» Requirement: Present the lines of the records below as a numbered list, leaving out blank lines, from the line with "the distant mountain" up to and including the line with "364], [1072, 716]]".

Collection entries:
>> Start

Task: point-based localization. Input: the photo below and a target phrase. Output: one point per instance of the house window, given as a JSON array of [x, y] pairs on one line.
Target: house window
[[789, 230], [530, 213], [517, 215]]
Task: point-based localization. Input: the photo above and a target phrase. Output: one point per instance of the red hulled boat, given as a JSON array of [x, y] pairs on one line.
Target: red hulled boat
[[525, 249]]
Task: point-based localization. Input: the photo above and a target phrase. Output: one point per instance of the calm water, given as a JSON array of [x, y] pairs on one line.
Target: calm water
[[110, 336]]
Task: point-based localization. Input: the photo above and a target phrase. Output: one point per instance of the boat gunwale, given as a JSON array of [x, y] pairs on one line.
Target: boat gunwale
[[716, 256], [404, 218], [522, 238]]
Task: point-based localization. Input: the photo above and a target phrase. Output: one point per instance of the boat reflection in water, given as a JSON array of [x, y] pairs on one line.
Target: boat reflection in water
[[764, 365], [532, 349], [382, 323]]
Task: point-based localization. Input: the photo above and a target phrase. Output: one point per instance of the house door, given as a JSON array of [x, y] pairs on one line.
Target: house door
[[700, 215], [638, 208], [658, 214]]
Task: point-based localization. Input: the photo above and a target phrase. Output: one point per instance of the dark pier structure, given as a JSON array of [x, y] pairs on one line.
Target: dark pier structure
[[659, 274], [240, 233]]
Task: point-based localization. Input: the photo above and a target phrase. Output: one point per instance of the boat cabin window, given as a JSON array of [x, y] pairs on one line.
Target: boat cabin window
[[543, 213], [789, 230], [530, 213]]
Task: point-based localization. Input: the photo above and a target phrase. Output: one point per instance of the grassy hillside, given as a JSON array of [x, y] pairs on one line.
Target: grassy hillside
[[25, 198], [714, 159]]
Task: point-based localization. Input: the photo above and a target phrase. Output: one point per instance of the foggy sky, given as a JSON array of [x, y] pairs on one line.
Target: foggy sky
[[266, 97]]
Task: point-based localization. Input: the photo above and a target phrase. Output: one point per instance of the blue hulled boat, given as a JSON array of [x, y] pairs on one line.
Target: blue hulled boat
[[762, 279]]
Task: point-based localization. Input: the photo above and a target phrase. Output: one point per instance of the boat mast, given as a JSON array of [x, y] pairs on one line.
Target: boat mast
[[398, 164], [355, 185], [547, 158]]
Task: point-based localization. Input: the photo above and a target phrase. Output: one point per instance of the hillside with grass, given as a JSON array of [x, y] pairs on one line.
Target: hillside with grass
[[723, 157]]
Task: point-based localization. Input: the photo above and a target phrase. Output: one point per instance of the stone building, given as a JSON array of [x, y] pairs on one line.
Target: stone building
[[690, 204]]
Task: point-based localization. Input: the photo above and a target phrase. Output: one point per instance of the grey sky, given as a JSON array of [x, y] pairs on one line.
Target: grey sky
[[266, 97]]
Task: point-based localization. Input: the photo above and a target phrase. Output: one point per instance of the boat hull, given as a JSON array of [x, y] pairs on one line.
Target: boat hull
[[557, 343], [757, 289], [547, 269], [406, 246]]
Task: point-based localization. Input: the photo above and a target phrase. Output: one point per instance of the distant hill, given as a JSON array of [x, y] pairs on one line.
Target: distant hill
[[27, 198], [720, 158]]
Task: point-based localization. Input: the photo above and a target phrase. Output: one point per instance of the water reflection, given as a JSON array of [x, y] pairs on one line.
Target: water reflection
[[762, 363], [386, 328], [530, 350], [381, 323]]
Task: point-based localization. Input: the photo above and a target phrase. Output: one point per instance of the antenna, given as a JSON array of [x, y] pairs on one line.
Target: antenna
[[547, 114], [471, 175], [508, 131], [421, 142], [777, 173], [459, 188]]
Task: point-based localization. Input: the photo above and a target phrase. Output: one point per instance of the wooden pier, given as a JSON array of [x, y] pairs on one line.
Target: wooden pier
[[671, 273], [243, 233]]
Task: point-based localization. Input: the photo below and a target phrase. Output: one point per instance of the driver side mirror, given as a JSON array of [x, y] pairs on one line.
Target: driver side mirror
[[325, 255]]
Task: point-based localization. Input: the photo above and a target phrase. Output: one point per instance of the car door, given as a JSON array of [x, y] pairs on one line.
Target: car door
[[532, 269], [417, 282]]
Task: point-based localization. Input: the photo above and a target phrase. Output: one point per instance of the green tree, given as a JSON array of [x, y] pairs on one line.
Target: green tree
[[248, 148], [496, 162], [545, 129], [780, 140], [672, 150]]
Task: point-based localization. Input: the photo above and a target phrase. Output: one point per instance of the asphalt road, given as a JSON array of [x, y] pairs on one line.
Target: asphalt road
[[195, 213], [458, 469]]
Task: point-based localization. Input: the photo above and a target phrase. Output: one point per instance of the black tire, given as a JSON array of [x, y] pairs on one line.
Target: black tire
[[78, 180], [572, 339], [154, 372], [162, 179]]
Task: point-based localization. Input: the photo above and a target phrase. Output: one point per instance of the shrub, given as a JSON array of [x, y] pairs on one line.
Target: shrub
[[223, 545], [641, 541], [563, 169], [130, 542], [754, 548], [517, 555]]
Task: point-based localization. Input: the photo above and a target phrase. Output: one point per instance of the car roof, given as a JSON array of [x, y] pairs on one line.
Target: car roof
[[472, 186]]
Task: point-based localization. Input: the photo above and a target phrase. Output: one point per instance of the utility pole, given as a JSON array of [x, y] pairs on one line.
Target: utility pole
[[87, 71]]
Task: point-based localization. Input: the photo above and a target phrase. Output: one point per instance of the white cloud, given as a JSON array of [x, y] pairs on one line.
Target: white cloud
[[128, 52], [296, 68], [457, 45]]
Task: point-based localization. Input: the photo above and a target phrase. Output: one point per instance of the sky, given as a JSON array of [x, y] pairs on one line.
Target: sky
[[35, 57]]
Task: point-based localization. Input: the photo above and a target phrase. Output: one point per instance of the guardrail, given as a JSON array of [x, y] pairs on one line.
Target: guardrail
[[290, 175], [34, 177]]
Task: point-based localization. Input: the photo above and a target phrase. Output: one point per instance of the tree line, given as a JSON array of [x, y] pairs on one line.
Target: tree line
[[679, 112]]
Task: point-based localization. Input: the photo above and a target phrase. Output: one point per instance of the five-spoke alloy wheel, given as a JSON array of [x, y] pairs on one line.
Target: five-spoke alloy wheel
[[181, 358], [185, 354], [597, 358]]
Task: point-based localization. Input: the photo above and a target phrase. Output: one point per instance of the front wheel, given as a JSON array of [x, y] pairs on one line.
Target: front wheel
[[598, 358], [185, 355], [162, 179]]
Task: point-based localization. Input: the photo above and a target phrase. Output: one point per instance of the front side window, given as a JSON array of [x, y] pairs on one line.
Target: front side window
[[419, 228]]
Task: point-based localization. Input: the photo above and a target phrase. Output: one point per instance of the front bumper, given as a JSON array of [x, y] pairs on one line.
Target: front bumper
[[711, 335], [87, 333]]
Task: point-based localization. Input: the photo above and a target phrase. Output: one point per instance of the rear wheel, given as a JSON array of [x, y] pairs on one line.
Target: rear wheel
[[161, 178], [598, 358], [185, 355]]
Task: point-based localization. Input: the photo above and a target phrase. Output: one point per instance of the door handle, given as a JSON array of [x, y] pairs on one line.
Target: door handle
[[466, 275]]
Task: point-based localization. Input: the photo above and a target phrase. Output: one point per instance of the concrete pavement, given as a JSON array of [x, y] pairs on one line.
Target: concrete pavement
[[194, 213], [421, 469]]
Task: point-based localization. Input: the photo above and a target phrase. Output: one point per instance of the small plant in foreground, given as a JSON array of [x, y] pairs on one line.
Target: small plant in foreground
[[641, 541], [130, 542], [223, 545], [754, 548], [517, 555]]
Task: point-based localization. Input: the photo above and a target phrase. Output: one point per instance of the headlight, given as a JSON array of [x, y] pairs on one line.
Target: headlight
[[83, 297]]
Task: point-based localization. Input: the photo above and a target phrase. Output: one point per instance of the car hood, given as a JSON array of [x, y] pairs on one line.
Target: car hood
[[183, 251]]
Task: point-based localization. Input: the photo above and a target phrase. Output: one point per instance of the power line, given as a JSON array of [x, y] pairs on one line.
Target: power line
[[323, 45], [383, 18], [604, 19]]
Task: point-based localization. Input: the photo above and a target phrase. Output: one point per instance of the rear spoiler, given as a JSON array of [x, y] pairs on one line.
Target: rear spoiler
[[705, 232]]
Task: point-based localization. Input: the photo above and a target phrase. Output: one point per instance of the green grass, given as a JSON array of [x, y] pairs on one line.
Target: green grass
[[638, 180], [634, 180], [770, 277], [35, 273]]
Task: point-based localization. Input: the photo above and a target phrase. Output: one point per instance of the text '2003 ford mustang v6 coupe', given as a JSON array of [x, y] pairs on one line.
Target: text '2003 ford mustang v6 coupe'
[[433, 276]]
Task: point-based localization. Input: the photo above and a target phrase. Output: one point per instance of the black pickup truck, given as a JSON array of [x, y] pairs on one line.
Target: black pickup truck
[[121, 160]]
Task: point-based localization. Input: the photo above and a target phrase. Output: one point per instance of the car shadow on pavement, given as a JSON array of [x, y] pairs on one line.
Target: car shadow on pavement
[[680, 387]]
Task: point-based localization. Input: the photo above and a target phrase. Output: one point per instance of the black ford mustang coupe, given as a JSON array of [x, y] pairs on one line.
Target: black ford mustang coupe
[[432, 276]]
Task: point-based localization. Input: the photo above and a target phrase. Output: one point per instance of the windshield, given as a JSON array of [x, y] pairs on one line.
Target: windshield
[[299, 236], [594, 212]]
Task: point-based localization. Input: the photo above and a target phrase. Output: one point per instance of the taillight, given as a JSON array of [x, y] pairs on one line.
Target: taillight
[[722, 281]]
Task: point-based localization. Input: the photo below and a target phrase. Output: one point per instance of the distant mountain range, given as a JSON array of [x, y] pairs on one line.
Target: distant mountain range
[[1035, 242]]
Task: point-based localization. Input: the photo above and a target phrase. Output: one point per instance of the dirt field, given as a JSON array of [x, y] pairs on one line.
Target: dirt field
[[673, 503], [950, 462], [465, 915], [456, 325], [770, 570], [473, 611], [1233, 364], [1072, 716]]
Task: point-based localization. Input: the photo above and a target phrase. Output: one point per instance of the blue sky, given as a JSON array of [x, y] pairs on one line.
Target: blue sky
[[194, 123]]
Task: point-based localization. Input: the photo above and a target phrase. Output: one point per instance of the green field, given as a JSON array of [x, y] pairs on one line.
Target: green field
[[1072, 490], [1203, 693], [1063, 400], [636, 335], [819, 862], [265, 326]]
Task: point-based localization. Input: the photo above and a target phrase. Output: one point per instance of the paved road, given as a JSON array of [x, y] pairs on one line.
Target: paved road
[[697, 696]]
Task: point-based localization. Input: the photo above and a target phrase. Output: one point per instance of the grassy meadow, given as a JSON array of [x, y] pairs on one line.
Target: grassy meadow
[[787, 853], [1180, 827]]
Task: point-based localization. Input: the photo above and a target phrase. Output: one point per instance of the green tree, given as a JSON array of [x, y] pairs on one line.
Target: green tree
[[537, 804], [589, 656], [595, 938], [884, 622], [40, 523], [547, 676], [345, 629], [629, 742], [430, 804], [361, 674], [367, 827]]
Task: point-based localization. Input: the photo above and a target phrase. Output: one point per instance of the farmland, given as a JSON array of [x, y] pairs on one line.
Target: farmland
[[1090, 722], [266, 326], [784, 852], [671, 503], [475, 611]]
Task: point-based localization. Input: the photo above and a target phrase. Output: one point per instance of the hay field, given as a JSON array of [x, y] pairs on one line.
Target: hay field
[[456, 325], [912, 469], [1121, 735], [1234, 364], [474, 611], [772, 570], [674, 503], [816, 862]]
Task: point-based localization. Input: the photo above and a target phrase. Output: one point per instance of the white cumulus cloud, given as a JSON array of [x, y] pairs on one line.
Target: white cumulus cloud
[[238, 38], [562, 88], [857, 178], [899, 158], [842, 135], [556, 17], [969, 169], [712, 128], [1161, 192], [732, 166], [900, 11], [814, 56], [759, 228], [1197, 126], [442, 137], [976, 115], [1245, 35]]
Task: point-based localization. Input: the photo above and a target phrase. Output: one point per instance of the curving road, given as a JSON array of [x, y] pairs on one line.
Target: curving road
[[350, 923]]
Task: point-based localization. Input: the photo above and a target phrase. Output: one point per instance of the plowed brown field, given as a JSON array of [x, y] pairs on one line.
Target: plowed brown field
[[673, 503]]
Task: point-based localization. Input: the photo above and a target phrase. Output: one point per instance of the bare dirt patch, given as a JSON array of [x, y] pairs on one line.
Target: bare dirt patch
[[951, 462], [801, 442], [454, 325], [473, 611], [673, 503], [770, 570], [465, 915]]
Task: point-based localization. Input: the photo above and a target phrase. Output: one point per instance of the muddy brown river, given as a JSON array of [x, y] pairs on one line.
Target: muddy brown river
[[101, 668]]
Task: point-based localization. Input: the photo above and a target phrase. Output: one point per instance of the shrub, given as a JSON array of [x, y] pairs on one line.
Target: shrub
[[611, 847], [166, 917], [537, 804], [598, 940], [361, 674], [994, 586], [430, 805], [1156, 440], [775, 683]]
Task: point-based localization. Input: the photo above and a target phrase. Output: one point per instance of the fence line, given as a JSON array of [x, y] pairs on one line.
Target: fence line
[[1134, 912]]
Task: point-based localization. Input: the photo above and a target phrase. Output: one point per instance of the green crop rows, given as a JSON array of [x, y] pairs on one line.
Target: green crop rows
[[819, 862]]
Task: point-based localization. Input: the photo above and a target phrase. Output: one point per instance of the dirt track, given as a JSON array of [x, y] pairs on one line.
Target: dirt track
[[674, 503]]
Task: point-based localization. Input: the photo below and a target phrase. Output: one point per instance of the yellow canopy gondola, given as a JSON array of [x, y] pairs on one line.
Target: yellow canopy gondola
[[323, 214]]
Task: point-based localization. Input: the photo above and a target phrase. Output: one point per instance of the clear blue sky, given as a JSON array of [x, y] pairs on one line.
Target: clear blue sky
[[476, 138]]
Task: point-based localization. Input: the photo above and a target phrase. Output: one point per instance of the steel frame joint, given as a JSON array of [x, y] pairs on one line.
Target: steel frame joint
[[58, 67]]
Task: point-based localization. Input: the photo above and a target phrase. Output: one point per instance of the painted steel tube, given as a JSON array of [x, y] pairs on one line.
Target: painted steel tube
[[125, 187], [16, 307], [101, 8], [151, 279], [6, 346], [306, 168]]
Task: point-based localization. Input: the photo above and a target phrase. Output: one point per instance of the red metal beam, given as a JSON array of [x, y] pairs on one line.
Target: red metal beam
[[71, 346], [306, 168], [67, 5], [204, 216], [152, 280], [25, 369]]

>> End

» Expected answer:
1. Task: point-based localization. Input: the photo below and a target phrase. Output: one point per instance of the distant mountain range, given as a JSON array of [x, y] pairs on one line.
2. Target: distant mountain range
3. [[1035, 242]]
4. Task: point-based localization. Input: the photo above and a target phrase. Output: one point per instance of the dirt field, given as a JSON array of [x, y] pairs on one line.
5. Target: dirt field
6. [[673, 503], [950, 462], [465, 915], [456, 325], [770, 570], [473, 611], [1233, 364], [1072, 716]]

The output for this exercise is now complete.